- Exercise instructions -
Below are some entries. Output each one exactly as it appears.
— Start of Given records —
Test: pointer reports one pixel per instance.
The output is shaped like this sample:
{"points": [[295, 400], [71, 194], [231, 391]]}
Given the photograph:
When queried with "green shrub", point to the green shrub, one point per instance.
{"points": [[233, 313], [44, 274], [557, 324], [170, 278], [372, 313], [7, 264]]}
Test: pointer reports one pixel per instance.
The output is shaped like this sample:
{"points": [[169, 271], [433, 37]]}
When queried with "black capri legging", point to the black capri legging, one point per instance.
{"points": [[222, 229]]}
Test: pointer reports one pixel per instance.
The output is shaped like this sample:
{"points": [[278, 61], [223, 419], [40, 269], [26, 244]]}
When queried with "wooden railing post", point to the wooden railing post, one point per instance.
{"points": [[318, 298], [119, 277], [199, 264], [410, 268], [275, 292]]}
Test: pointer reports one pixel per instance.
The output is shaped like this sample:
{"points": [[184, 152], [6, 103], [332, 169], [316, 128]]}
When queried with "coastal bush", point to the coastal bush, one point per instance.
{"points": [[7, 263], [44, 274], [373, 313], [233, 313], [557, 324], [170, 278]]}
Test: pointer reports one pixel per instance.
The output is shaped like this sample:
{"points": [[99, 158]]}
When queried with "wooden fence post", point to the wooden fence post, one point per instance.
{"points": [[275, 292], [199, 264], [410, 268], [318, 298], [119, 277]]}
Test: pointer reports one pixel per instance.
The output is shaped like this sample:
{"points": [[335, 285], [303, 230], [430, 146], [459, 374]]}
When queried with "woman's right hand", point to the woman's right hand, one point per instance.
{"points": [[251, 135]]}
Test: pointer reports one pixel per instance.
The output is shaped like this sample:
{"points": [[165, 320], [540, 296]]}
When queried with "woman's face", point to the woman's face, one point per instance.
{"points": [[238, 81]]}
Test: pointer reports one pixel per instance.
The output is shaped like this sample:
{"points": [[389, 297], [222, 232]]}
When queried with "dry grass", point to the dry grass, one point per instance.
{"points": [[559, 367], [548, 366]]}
— End of Given records —
- Answer to the exercise -
Test: pointer reports one pixel per instance.
The output is shaped like this sample:
{"points": [[295, 400], [71, 194], [231, 391]]}
Given the photograph:
When queried with "green shrub", point to the green shrub, one point per instance.
{"points": [[233, 313], [44, 274], [557, 324], [170, 278], [372, 313], [7, 264]]}
Test: pointer reports one pixel per instance.
The output is shaped like this sample:
{"points": [[169, 271], [433, 37]]}
When queried with "black capri legging", point to the black capri legging, one point per instance.
{"points": [[222, 229]]}
Test: pointer reports one pixel per instance.
The output is shaped like this sample:
{"points": [[278, 61], [223, 419], [40, 269], [26, 244]]}
When queried with "wooden railing post", point to the wooden railing post, one point per instance.
{"points": [[318, 298], [119, 277], [199, 264], [410, 268], [275, 292]]}
Test: pointer reports one pixel per instance.
The output is shaped like this sample:
{"points": [[184, 152], [6, 103], [332, 169], [316, 128]]}
When queried with "coastal bush", point to the coastal bush, one point per instance.
{"points": [[7, 263], [44, 274], [373, 313], [233, 313], [557, 324], [170, 278]]}
Test: pointer reports one pixel per instance.
The output is shaped like this sample:
{"points": [[99, 158]]}
When queried with "wooden fence post", point to the wooden fence post, one point per instance.
{"points": [[275, 292], [199, 264], [410, 268], [318, 298], [119, 277]]}
Test: pointer reports one pixel per instance.
The output is shaped like this sample:
{"points": [[335, 285], [303, 230], [430, 146], [459, 374]]}
When queried with "woman's right hand", point to the woman's right hand, one point per instance.
{"points": [[251, 135]]}
Test: pointer reports one pixel per instance.
The output is shaped like this sample:
{"points": [[165, 320], [540, 296]]}
When queried with "woman's face", point to the woman's face, one point per instance.
{"points": [[238, 81]]}
Test: pointer reports one pixel per instance.
The output is shaped like this sample:
{"points": [[389, 297], [222, 232]]}
When queried with "dry grass", point to the dry grass, one point per instance.
{"points": [[559, 367], [548, 366]]}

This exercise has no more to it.